- [Record excerpts]

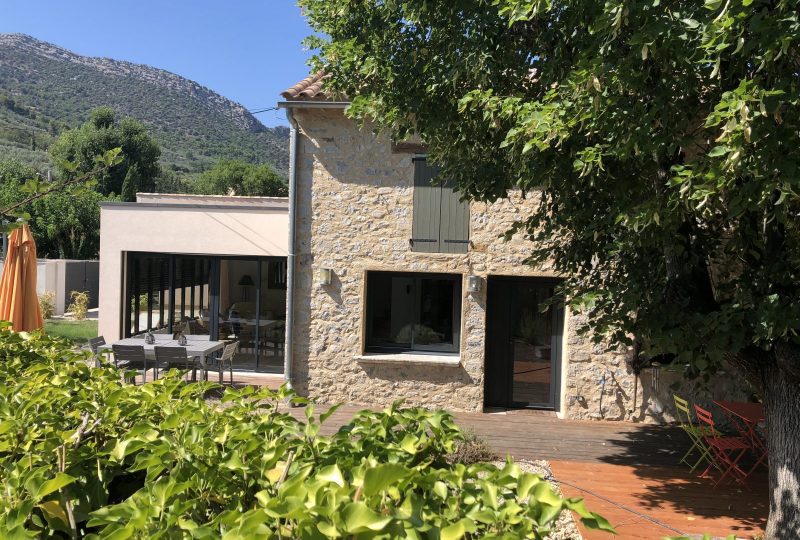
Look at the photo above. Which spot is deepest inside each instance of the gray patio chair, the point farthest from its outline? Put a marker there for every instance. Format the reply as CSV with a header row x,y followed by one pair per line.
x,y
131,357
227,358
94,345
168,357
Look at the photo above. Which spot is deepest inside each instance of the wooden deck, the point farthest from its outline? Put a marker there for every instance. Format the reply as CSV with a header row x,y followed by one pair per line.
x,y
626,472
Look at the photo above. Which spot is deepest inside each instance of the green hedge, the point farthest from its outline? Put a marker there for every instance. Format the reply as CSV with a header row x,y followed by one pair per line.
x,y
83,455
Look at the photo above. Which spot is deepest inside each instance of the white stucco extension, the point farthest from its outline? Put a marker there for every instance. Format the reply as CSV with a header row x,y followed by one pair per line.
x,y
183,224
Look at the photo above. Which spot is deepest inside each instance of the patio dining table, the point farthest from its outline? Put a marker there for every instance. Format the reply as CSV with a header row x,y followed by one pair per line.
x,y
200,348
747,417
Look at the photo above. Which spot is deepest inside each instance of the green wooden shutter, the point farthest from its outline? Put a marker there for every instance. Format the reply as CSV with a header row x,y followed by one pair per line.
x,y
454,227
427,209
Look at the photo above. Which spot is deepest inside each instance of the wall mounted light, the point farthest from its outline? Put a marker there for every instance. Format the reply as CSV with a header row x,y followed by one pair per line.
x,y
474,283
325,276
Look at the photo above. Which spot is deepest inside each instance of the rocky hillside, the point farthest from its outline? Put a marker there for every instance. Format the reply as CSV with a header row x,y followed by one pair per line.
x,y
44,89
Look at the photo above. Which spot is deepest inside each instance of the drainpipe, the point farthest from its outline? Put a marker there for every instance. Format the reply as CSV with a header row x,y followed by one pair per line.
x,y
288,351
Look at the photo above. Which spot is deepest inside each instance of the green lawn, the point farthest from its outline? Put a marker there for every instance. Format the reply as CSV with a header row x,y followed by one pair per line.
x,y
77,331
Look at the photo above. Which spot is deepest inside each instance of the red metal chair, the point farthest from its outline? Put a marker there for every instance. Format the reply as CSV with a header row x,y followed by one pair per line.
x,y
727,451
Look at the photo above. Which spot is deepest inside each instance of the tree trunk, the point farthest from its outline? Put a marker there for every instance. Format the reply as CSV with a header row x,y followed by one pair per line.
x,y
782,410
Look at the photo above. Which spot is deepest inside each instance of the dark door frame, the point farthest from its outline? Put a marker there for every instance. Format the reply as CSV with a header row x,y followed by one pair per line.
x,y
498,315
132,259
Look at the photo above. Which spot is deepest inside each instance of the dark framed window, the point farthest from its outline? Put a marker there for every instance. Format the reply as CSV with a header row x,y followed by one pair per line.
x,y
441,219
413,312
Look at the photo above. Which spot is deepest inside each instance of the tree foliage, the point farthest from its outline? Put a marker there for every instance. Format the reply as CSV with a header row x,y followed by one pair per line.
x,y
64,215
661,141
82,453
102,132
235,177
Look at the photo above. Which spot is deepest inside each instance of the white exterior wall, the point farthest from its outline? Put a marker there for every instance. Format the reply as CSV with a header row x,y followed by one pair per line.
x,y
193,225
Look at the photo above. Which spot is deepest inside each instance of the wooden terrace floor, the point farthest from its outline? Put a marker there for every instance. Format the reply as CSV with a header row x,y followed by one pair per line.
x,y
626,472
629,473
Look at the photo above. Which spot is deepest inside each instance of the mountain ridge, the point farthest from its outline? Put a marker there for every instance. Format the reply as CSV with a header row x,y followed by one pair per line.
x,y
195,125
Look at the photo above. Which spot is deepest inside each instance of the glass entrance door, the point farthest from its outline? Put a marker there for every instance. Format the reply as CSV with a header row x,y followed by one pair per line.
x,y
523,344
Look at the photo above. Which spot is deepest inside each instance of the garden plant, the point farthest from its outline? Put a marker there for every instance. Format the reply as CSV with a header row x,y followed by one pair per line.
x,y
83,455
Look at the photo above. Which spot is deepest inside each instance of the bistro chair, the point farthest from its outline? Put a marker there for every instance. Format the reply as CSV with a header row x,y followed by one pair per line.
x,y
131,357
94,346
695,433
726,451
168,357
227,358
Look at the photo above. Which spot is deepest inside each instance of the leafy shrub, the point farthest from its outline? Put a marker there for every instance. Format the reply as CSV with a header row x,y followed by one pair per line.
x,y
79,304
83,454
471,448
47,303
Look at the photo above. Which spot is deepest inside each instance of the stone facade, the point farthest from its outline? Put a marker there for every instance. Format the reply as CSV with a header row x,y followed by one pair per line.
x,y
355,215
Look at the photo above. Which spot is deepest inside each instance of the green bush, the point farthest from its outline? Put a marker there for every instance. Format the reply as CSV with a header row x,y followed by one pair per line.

--

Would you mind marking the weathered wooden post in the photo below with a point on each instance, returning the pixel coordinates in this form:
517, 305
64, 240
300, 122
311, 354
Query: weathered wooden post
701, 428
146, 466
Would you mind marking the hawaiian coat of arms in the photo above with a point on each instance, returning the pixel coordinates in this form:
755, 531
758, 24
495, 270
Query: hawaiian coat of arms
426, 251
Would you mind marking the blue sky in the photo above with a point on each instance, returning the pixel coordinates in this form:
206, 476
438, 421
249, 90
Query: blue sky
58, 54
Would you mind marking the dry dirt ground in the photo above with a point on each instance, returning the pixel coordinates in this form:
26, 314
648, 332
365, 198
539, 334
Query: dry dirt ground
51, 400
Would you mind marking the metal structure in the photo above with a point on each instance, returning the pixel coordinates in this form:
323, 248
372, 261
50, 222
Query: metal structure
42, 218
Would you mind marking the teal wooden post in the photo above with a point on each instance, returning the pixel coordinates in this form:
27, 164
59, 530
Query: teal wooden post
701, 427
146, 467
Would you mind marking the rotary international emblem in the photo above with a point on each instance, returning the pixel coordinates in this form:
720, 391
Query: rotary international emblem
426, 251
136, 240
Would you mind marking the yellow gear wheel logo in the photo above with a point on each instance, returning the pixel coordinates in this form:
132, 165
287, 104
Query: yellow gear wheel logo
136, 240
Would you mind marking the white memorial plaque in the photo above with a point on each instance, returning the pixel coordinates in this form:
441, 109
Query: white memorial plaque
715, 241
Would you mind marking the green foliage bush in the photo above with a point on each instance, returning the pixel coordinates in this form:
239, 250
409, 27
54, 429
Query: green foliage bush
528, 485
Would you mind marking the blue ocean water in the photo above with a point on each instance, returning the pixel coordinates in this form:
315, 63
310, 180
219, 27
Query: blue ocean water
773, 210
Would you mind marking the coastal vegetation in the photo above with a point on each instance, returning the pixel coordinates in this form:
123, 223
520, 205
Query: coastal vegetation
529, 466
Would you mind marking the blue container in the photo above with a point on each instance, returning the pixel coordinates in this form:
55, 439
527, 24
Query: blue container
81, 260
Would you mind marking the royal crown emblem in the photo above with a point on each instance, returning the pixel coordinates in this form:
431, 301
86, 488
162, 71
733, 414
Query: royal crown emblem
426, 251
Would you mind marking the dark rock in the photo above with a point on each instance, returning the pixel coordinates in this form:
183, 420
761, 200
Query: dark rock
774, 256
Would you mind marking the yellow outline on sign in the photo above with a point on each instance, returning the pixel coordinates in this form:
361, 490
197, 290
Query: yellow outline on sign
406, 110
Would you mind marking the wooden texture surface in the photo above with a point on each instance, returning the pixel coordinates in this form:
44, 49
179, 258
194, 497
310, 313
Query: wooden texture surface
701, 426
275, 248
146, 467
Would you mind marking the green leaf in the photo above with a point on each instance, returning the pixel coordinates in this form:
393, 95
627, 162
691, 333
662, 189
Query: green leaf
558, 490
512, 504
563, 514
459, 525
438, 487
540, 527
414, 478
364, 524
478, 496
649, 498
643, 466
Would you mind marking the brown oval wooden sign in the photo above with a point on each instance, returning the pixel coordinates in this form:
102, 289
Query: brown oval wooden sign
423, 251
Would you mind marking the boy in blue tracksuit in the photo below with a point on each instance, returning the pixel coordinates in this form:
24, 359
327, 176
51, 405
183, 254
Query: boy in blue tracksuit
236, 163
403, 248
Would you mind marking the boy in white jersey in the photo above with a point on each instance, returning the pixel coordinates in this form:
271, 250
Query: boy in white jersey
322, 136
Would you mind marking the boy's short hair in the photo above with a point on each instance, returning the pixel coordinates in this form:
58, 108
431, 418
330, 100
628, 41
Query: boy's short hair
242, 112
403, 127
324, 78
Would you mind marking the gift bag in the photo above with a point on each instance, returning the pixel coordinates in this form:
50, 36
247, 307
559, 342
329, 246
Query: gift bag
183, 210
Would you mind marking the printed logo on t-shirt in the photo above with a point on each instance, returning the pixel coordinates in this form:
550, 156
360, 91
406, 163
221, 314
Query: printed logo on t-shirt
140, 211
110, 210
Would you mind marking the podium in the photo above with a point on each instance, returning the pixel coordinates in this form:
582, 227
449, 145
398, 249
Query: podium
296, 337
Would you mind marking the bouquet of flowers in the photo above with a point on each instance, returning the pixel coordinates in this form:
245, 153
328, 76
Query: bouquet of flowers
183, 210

- [What to produce] Once you have found every line above holding the word "below", copy those lines.

- [Solved problem]
Would you mind marking the weathered wooden post in the photo below with a point on each instance, returning the pixel coordinates in this form:
Would you mind marking the boy in blue tracksuit in the photo below with a point on each instance, returning the pixel coordinates in this form:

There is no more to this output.